**Your objective:**
Please set down, word for word, each line from the one containing "x=363, y=322" through the final line of the records below, both included, and nothing else.

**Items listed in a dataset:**
================================

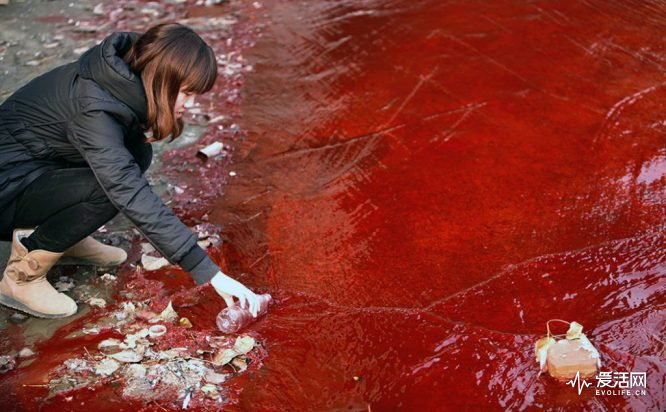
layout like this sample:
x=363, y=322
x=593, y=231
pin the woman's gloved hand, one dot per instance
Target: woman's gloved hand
x=229, y=288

================================

**Reply:**
x=363, y=322
x=593, y=231
pin the woman's gloved hand, one dot per instance
Target: woman's gloved hand
x=229, y=288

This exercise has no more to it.